BİR KUCAK TÜRKÜ

Abone Ol

BİR KUCAK TÜRKÜ

               17 Ocak Salı günü Kumluca Belediyesi Düğün Salonu’nda Kumluca Atatürkçü Düşünce Derneği Türk Halk Müziği Topluluğu’nun Halk müziği konseri vardı.

               Konsere gittik. Güzel yurdumuzun değişik yörelerinden 26 türkü dinledik. Kimi zaman hüzünlendik, kimi zaman da coşkuyla tempo tuttuk.  Böyle güzel iki saat geçirdik.

               İbrahim Bilgenoğlu hocamız kültürel faaliyet bakımından pek zengin olmayan kentimize bir ses, bir soluk getiriyor. Artık koro rayına oturmuş görünüyor. Enstrümanları profesyonelce çalan, türküleri profesyonelce seslendiren birçok insan var Kumlucamızda. Onlarla ne kadar övünsek azdır. Bilgenoğlu dahil birçoğunu tanıdığım, dinlemek şerefine ulaşabildiğim için kendimi bahtiyar sayıyorum.

               Orada şu daha iyiydi, bu şurada şu yanlışı yaptı gibi ileri geri konuşmak pek doğru değildir. Çünkü herkes görevini elinden geldiğince iyi yapmıştır. Bu tür topluluklarda “gitar çalan kötü çaldı, cura çalan iyi çaldı” gibi keskin hükümler vermek de doğru değildir. Koroda her çalgının bir ağırlığı vardır. İsterse zilli maşa çalsın, bizim için çalmıştır ve saygıya layıktır. Sen ya da ben günlerce bir yerde çalışıp, sonra da hiçbir karşılık beklemeden sahne alabiliyor muyuz? Alamıyoruz. İşte bu yüzden bu tür etkinliklerde görev alan herkes saygıya layıktır.

               Sanat, sermayesi emek ve yetenek olan, sadece bu yüzden saygın olan bir etkinliktir. Etkinlik diyorum, ama aynı zamanda iştir de. Ama işlerin en saygını. Çünkü sanatçı işine emeğini, kafasını ve gönlünü koyar. Gönül yoksa işin içinde o asla iyi bir sanatçı olamaz. Ne güzel söylemiştir “Elleriyle çalışan, işçi; elleri ve kafasıyla çalışan, usta; elleri, kafası ve kalbiyle çalışan, sanatkardır” diyen kişi.

               Sanatçı yaptığı işten zevk aldığı için ne kadar çalıştığının, ne kadar emek harcadığının hesabını falan bilmez. Onun en büyük kazancı kendisinden, Hak vergisi yeteneğinden bir şey sunmanın verdiği doyumsuz lezzettir. Onun için bu lezzet her şeyin üstündedir.

▶ **Gösterilen kayıtlar**:

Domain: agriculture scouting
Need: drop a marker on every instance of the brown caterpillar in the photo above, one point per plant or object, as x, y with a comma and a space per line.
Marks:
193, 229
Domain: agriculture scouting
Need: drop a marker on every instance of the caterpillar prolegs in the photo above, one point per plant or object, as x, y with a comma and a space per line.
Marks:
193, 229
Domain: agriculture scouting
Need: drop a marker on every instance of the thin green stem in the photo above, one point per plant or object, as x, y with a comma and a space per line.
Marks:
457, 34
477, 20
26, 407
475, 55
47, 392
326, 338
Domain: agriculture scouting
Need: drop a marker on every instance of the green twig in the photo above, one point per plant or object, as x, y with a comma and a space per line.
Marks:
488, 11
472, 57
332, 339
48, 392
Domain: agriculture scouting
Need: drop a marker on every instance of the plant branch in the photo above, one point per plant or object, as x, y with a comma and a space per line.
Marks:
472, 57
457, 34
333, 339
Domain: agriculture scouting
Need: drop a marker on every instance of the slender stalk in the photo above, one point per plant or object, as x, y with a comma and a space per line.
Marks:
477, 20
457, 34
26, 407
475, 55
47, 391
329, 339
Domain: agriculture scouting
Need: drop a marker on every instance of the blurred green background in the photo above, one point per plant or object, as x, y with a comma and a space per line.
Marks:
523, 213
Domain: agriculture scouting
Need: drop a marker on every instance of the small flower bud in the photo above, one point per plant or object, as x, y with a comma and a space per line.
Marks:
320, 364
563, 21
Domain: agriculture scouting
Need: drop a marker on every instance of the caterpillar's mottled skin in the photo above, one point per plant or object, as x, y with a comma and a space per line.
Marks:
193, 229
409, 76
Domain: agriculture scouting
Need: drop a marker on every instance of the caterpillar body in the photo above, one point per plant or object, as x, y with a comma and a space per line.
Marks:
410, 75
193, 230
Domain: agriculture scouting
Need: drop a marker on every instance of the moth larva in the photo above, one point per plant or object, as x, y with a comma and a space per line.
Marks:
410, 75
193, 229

▶ **Çalışma görevi A**:
Türkü konseri yazısına göre aşağıdaki soruları yanıtlayın.
(i) Konser hangi gün ve nerede yapıldı?
(ii) Konserde kaç türkü dinlendi?
(iii) Yazıda alıntılanan söze göre elleri, kafası ve kalbiyle çalışan kişiye ne denir?
▶ **Çalışma görevi B**: Türkü konseri yazısındaki "Sanatçı yaptığı işten zevk aldığı için ne kadar çalıştığının, ne kadar emek harcadığının hesabını falan bilmez." cümlesini İngilizceye çevirin.
Kayıtlar başka bir kaynaktan alınmıştır.

▶ **Yanıt alanı A**:
(i) 17 Ocak Salı günü, Kumluca Belediyesi Düğün Salonu'nda.
(ii) 26 türkü.
(iii) Sanatkar.

▶ **Yanıt alanı B**: Since artists take pleasure in what they do, they keep no tally of how much they work or how much effort they put in.